--- DOCUMENT SEGMENT ---
Never too young to make a difference | Teen Ink

Never too young to make a difference

September 9, 2013
By mjVAL SILVER, San José, Other
mjVAL SILVER, San José, Other
5 articles 0 photos 1 comment

Favorite Quote:
“Try to imagine a life without timekeeping. You probably can’t. You know the month, the year, the day of the week. There is a clock on your wall or the dashboard of your car. You have a schedule, a calendar, a time for dinner or a movie. Yet all around you, timekeeping is ignored. Birds are not late. A dog does not check its watch. Deer do not fret over passing birthdays. Man alone measures time. Man alone chimes the hour. And, because of this, man alone suffers a paralyzing fear that no other creature endures. A fear of time running out.”
― Mitch Albom, The Time Keeper


Transcendental. That is the only way to describe the video. It is 10 years late, I know. But it still counts. It is unbelievable how a 13 year old can say so openly what we ignore, what we don’t want to see every day.

Now, when we are young, we wait eagerly to grow independent. We seek fulfilment, we embrace adventure and we demand liberty. Yet we do not realize, or at least in my case, the amount of responsibility we have in our hands. We are being handed over a planet to care for so that future generations have a stable and healthy environment in which to live – that being utopic, of course. It is pointless to expect adults to hand us a perfectly resolved world, but we also don’t have to give up just because we are overwhelmed by the task in front of us. We do know that problems are in our future; we just imagine them far away. Well, we sometimes need these 13 year olds to remind us we must act now.
---
→ **REQUIREMENT A**
In the essay on youth and responsibility, what one word does the writer use to describe the video?
→ **REQUIREMENT B**
Reproduce the passage of the essay from "Transcendental. That is" up to and including "see every day.".
--- DATA SHOWN ---
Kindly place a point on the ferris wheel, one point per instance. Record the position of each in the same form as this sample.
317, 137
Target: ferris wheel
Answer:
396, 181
---
→ **SOLUTION A**
Transcendental.

→ **SOLUTION B**
Transcendental. That is the only way to describe the video. It is 10 years late, I know. But it still counts. It is unbelievable how a 13 year old can say so openly what we ignore, what we don’t want to see every day.